======== Given passage ========
Published: November 10, 2016

An old Kent industrial building is opening anew with a local microbrewery and coffee roaster sharing the revitalized space at 1422 Mogadore Rd.

MadCap brewery, which started out in 2013 in a garage in Stow, and Bent Tree coffee roasters, currently located in a too-small location in Kent since it was founded in 2011, will share the 17,000-square-foot space that once housed the Consolidated Mold and Manufacturing company.

Most of the space is taken up by MadCap, which had a rousing opening night last month.

“We really didn’t know what to expect,” said MadCap’s brewer Vince Rinaldo, looking out at the crowd of hundreds milling around the new tap room’s wood-and-concrete interior late into that Friday evening. “This is amazing.”

Rinaldo came to MadCap from Strongsville’s Brew Kettle where he had crafted beer for the last two-and-a-half years. He came on board with MadCap in January, he said. Beyond brewing, Rinaldo also has a graphic design background and worked on much of the brewery’s merchandise which includes shirts, beer glasses and MadCap caps.

MadCap was the original brainchild of Ryan Holmes, who started in a friend’s father’s garage with a one-barrel system and one style of beer sold in one restaurant three years ago.

“I started home brewing because I thought that it would save me money on beer,” said Holmes, 35, a southern California native who graduated from Stow- Munroe Falls High School and who has an anthropology degree.

After experimenting with numerous kinds of beer, Holmes developed the first versions of what would become MadCap’s signature brew: an India Pale Ale (IPA) that he called “Green Bullet IPA.” After changing the formula slightly over time, MadCap has eventually dropped the word “Green” from the name.

Investing an a one-barrel system, MadCap began as a true “nanobrewery,” selling Green Bullet to first one, then several Stow locations. One local journalist was fortunate enough to have tasted one of those first batches at Bellacino’s in Stow. The beer’s positive feedback, and then the beer itself, quickly spread around the area.

In a fairly short period of time, MadCap developed a second beer and was enough of a success that it moved to a three-barrel system in a larger commercial space, still in Stow, six months after selling their first barrel.

In a short time they realized that they had to expand even further, said Holmes, and plans for a large brewery with a tasting room attached were underway.

Kent is a city that should have always had a brew pub but never did, said Rinaldo. “I guess there were a couple of people who tried but it never worked out,” he said.

Now Kent has a brew pub as MadCap working with Kent city’s development department, has opened a 10-barrel, fully tricked out brewery that is capable of making various types and quantities of beer on a commercial level, said Holmes. “We took possession on Sept. 15,” said Holmes, and he and his crew have been working since then to open the brewery and tap room.

One of the great delights in brewing in Kent is the water, said Holmes. Kent’s water was rated “best tasting” in the country in 1995 and continues to win contests.

“The water here is perfect for making beer,” he said.

The possibilities seem endless now for MadCap.

“The new facilities will allow us to make many different kinds of beer,” said Holmes. Six taps were pouring during the opening and Holmes said that, eventually, they may pour as many as 10 at a time.

“We have a double IPA and an Imperial Stout in the pipeline,” he said, adding that finally opening the tap room now gives the MadCap brew crew the time to develop new beers.
======== Dataset records ========
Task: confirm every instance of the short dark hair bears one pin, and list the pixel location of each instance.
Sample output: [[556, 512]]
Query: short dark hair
========
======== Dataset records ========
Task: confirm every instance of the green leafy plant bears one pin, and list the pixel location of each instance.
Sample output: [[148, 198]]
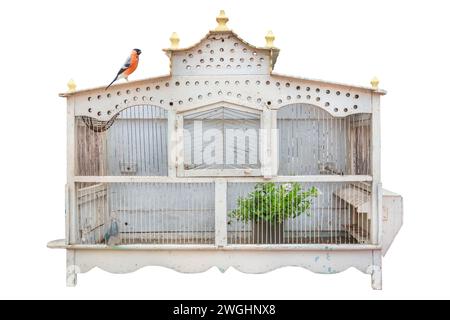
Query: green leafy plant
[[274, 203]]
========
* [Set tasks]
1. Answer these questions using the MadCap brewery article.
(a) What is the street address of the building that MadCap and Bent Tree will share?
(b) At which brewery did Vince Rinaldo craft beer before joining MadCap?
(c) In what year was Kent's water rated "best tasting" in the country?
2. Write out the part of the MadCap brewery article from "Now Kent has" to "10 at a time.".
3. Translate this sentence from the MadCap brewery article into Spanish: "Most of the space is taken up by MadCap, which had a rousing opening night last month."

* [Full answers]
1.
(a) 1422 Mogadore Rd.
(b) Strongsville's Brew Kettle
(c) 1995

2.
Now Kent has a brew pub as MadCap working with Kent city’s development department, has opened a 10-barrel, fully tricked out brewery that is capable of making various types and quantities of beer on a commercial level, said Holmes. “We took possession on Sept. 15,” said Holmes, and he and his crew have been working since then to open the brewery and tap room.

One of the great delights in brewing in Kent is the water, said Holmes. Kent’s water was rated “best tasting” in the country in 1995 and continues to win contests.

“The water here is perfect for making beer,” he said.

The possibilities seem endless now for MadCap.

“The new facilities will allow us to make many different kinds of beer,” said Holmes. Six taps were pouring during the opening and Holmes said that, eventually, they may pour as many as 10 at a time.

3. La mayor parte del espacio la ocupa MadCap, que tuvo una animada noche de inauguración el mes pasado.